- _Records provided_
Start of Block

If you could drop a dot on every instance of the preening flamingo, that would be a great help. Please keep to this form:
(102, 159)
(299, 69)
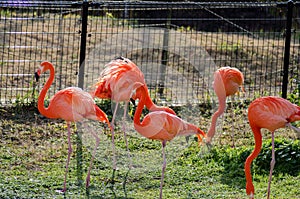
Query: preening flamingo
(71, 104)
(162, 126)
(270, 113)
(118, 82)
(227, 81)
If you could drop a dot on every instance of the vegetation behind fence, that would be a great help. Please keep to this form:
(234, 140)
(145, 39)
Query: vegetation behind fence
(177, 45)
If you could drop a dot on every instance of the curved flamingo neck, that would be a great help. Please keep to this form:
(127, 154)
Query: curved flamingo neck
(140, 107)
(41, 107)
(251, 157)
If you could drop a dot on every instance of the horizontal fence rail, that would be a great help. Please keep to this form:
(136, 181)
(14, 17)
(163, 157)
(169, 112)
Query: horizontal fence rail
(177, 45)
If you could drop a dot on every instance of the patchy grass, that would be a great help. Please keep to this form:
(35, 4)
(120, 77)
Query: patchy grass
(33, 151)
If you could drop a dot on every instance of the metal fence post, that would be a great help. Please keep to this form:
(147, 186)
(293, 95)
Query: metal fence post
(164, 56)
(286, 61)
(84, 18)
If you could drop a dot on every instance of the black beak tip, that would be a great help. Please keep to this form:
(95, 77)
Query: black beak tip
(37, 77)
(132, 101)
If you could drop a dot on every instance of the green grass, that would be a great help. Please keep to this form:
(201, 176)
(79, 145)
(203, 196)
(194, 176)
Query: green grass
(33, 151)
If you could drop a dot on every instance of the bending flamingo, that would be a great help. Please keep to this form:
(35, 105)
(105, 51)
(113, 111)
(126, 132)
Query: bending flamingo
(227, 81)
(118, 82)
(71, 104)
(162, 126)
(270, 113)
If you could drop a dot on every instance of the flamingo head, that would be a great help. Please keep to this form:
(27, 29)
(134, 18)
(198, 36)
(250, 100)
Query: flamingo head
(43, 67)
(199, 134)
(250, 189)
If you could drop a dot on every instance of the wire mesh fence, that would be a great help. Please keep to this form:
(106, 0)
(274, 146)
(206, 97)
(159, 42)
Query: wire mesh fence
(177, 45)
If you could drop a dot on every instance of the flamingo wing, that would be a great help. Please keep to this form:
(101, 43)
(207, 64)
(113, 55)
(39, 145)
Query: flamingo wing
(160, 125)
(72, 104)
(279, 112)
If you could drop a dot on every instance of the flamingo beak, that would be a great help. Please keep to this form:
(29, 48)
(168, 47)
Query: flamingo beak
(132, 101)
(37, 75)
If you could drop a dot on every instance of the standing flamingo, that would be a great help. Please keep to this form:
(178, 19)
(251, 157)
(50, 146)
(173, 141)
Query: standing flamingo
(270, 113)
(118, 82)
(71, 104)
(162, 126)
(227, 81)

End of Block

- _Work instruction_
Set down every entry above without alteration, but print no images.

- _Answer_
If you could drop a dot on every instance of the preening flamingo, that would be a great help. Please keep to this form:
(102, 159)
(299, 69)
Query: preening flamingo
(71, 104)
(162, 126)
(270, 113)
(118, 82)
(227, 81)
If you could drop a dot on every instance of the vegetation behind fence, that would be a great help. Please keep to this form:
(234, 140)
(145, 39)
Query: vegetation behind fence
(177, 45)
If you could drop a dot on every instance of the curved flamingo neck, that would be a great help. Please keep to this form:
(127, 154)
Query: curved flamingo neck
(140, 107)
(41, 107)
(251, 157)
If you could drop a dot on every instance of the horizontal fence rail, that would be a great help. Please keep to this form:
(136, 181)
(14, 17)
(163, 157)
(169, 112)
Query: horizontal fence rail
(177, 45)
If you could drop a dot on every instance of the patchy grass, that would be a great help. Please keep to this form:
(35, 4)
(120, 77)
Query: patchy grass
(33, 151)
If you could drop a dot on every instance of the metal fence post, that would be a great help. Please keep to this form:
(147, 186)
(293, 95)
Query: metal fence post
(164, 56)
(286, 61)
(84, 18)
If you could drop a dot on every instance of the black beak tip, that would be a great help. Please keep to this form:
(95, 77)
Query: black beak tip
(37, 77)
(132, 101)
If you could drop a dot on every instance of the green grass, that would be a great help. Please keep to this form:
(201, 176)
(79, 145)
(203, 196)
(194, 176)
Query: green grass
(33, 151)
If you could drop a dot on every instance of the bending flamingo, that would be a great help. Please keep to this form:
(35, 105)
(105, 51)
(113, 111)
(126, 132)
Query: bending flamingo
(227, 81)
(118, 82)
(71, 104)
(162, 126)
(270, 113)
If you could drop a dot on every instance of the flamingo head, that would be a great help. Please keep to this form:
(27, 29)
(134, 18)
(198, 36)
(250, 100)
Query: flamingo head
(43, 67)
(199, 134)
(250, 189)
If you could drop a dot on every instance of the wire mesh fence, that would be a great help. Please keep to this form:
(106, 0)
(274, 146)
(206, 97)
(159, 42)
Query: wire mesh fence
(177, 45)
If you could drop a dot on every instance of the flamingo wing, that would be a great help. Please keep to this form:
(101, 43)
(207, 64)
(113, 55)
(39, 145)
Query: flamingo wing
(160, 125)
(72, 104)
(279, 112)
If you could drop a dot on every instance of the flamingo beak, that would be a great help. Please keep to this form:
(29, 48)
(168, 47)
Query: flamingo beak
(132, 101)
(37, 75)
If you could drop a dot on every instance of the standing flamingo, that would be a great help. Please keep to this form:
(178, 19)
(251, 157)
(50, 146)
(173, 141)
Query: standing flamingo
(270, 113)
(118, 82)
(71, 104)
(162, 126)
(227, 81)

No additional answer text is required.